> **ENTRIES PROVIDED**
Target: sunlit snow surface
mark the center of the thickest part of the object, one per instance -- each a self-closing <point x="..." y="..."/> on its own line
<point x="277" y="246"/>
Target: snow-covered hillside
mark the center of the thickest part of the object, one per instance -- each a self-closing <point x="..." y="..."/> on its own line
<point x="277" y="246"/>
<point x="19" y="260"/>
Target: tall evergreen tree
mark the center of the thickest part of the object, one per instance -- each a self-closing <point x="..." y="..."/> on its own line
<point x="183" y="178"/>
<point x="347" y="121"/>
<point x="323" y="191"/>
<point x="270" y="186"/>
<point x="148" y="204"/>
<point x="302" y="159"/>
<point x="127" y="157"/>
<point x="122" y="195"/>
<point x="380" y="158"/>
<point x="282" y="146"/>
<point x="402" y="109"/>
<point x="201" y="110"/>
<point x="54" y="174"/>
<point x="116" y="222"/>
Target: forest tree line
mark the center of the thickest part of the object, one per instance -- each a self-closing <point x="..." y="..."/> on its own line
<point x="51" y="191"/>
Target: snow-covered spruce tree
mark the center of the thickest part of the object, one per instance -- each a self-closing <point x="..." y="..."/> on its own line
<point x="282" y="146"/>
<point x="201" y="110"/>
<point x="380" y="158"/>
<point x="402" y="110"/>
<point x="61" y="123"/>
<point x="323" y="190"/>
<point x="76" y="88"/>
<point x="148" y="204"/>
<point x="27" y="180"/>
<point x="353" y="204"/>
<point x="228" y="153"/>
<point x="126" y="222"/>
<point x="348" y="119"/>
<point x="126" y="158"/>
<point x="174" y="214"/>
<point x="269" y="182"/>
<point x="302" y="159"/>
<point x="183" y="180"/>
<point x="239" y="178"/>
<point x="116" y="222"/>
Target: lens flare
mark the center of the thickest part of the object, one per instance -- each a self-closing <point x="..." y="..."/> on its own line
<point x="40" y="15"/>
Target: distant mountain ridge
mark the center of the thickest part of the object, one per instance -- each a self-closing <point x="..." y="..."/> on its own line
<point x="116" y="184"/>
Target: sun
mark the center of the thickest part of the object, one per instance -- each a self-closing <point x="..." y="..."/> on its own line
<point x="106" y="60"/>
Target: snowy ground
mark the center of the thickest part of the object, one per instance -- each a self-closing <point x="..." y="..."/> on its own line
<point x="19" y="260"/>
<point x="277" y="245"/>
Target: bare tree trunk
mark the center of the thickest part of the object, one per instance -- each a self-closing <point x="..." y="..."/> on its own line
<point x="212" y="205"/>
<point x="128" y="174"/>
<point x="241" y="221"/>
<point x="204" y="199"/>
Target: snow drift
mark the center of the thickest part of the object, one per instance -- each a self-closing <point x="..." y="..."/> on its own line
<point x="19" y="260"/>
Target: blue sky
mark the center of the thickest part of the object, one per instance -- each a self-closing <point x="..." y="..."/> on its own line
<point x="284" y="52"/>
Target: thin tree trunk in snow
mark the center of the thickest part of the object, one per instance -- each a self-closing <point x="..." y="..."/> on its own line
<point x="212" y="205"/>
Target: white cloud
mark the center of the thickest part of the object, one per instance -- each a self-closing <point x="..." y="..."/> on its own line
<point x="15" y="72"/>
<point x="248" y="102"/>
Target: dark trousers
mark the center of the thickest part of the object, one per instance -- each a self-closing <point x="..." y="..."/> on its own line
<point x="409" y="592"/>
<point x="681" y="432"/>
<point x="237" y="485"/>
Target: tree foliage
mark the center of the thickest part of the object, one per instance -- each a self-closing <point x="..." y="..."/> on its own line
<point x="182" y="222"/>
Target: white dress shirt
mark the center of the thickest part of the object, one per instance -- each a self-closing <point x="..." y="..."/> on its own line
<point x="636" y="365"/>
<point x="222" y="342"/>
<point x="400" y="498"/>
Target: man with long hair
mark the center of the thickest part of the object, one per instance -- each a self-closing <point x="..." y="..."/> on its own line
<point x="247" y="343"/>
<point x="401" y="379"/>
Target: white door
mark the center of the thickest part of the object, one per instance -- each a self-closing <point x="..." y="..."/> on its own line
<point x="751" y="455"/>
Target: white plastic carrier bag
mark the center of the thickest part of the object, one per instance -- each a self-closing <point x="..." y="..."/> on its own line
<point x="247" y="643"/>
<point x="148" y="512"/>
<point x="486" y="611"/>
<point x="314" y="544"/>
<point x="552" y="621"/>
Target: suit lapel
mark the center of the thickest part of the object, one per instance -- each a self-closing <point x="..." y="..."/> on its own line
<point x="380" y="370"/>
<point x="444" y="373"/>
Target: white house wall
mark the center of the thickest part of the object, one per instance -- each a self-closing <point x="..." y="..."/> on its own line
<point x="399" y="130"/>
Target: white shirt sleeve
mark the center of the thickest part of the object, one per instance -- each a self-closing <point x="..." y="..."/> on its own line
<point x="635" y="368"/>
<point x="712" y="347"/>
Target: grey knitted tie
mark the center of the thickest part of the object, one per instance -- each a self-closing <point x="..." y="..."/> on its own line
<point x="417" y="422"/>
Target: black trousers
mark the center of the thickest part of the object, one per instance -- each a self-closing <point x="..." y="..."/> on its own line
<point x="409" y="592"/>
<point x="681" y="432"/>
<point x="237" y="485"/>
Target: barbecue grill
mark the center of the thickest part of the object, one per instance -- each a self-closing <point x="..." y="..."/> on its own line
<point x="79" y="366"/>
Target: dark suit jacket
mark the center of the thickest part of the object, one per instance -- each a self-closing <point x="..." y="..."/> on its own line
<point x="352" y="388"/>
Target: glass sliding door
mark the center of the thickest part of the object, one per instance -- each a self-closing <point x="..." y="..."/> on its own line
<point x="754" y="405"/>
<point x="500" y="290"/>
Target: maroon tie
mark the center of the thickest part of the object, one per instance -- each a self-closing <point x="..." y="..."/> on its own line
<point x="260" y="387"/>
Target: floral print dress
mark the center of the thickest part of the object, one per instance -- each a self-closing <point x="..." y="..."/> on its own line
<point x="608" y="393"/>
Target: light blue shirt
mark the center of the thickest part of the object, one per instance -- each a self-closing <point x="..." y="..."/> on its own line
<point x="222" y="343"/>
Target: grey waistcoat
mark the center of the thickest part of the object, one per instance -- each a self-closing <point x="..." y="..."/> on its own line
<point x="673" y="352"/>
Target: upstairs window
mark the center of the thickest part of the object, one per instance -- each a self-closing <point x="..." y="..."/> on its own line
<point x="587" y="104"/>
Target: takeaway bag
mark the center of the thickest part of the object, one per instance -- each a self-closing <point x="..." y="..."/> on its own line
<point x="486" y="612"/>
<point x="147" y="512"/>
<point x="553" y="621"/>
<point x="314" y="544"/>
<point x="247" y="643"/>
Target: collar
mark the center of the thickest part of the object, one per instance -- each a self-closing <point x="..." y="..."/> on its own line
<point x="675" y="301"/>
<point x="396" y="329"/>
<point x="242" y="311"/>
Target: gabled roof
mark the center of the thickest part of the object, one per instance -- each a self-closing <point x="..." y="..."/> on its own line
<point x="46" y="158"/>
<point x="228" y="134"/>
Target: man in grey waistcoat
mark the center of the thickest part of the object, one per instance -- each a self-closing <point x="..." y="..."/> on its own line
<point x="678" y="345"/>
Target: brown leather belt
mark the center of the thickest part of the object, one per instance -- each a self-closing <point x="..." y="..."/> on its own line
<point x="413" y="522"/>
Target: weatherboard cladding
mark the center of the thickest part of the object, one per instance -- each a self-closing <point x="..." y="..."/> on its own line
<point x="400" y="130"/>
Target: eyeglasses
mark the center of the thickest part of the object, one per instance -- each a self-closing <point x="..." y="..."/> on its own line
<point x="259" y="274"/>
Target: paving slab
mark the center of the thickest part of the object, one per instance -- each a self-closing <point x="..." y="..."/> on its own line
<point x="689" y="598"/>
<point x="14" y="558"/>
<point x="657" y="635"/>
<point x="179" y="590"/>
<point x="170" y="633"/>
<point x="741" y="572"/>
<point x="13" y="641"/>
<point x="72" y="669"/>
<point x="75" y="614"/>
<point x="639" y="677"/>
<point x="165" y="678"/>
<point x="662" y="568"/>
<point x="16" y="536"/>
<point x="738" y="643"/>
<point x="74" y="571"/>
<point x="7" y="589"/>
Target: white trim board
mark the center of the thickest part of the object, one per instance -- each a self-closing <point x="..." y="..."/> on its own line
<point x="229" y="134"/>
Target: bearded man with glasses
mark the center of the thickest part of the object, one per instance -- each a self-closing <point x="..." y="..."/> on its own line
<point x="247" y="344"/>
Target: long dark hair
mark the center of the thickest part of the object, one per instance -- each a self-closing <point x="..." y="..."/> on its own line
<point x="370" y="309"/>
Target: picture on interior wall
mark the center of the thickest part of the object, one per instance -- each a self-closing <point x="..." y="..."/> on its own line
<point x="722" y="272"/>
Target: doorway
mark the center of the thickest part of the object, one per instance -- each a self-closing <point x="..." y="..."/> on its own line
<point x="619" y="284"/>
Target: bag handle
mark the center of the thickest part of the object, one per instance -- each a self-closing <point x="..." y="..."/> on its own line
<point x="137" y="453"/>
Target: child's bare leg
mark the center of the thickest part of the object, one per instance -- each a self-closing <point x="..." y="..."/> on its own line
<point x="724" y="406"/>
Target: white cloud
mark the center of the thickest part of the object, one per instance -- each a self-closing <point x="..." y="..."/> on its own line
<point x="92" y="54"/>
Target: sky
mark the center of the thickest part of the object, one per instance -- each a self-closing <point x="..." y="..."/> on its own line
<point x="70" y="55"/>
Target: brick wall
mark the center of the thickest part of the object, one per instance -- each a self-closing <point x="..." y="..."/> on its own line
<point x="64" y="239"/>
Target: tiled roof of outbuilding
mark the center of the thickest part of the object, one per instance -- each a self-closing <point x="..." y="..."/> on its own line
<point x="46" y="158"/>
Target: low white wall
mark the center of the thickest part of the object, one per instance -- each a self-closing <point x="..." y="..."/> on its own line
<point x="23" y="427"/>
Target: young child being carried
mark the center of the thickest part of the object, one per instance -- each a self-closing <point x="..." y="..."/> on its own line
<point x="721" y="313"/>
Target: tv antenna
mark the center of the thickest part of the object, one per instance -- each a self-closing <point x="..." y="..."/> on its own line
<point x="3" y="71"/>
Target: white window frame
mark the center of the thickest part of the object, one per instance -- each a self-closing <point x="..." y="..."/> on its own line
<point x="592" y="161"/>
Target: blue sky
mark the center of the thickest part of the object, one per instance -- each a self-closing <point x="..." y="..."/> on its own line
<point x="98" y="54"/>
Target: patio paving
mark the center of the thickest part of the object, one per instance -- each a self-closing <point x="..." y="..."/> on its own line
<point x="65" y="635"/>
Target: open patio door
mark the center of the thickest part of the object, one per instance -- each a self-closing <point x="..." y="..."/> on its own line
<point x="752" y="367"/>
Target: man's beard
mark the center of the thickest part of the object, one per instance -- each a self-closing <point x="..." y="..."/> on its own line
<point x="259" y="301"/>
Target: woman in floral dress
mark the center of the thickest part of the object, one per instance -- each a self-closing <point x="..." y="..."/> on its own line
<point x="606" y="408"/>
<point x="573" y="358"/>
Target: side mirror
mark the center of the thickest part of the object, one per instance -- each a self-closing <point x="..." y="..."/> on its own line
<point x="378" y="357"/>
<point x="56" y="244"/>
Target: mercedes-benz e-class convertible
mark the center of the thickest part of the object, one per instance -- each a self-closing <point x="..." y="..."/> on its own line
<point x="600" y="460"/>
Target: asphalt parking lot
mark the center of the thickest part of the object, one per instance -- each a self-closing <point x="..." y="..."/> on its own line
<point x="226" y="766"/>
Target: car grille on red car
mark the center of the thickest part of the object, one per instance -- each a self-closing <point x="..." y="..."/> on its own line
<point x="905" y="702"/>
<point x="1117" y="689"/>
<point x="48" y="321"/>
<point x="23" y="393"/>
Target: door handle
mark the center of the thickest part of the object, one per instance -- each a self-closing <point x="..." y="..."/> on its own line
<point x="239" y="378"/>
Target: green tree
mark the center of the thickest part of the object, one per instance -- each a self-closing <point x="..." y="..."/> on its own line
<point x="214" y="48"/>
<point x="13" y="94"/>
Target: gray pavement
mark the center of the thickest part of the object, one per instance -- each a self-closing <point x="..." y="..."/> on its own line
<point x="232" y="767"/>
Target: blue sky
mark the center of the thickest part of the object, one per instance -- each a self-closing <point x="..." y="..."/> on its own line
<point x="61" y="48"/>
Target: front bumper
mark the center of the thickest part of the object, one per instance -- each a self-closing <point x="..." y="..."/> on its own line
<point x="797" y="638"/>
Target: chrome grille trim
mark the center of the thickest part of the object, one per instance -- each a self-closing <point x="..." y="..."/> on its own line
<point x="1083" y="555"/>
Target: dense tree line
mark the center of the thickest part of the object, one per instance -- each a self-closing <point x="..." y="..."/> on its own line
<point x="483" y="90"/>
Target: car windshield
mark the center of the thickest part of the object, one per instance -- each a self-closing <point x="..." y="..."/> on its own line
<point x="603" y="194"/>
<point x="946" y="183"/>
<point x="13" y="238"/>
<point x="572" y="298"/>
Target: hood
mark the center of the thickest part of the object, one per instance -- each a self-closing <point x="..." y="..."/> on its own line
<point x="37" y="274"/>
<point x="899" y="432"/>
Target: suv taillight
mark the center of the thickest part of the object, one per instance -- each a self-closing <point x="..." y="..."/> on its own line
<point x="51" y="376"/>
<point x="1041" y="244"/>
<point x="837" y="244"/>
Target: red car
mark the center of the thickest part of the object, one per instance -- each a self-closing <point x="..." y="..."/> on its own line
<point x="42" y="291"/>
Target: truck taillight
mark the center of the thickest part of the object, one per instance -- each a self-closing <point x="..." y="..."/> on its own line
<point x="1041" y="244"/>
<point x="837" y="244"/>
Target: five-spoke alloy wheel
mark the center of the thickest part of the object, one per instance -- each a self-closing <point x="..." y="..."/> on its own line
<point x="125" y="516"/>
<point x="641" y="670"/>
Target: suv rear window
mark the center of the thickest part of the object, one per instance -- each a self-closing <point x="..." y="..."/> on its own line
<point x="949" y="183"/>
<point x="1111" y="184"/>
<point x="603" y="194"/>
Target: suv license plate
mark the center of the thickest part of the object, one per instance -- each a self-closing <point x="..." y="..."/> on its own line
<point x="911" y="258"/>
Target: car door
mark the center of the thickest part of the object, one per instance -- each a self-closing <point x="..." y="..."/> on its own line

> **TASK ITEM**
Please output an exact copy of the lines above, from the opening line of the data down to the line that contains "Target: snow-covered spruce tree".

> **WRITTEN RESPONSE**
Target: sunlit snow surface
mark the center of the thickest part of the object, one per instance -- each a self-closing <point x="..." y="..."/> on its own line
<point x="277" y="246"/>
Target: snow-covered hillside
mark the center of the thickest part of the object, one per instance -- each a self-closing <point x="..." y="..."/> on its own line
<point x="277" y="246"/>
<point x="19" y="260"/>
Target: tall evergreen tree
mark the center of the thickest part of the object, one per instance -- each a self-closing <point x="..." y="..."/> on its own line
<point x="183" y="178"/>
<point x="347" y="121"/>
<point x="323" y="191"/>
<point x="270" y="186"/>
<point x="148" y="204"/>
<point x="302" y="159"/>
<point x="127" y="157"/>
<point x="122" y="195"/>
<point x="380" y="158"/>
<point x="282" y="146"/>
<point x="402" y="109"/>
<point x="201" y="110"/>
<point x="54" y="174"/>
<point x="116" y="222"/>
Target: forest tree line
mark the center of the thickest part of the object, one per instance -- each a self-closing <point x="..." y="..."/> on its own line
<point x="51" y="191"/>
Target: snow-covered spruce tree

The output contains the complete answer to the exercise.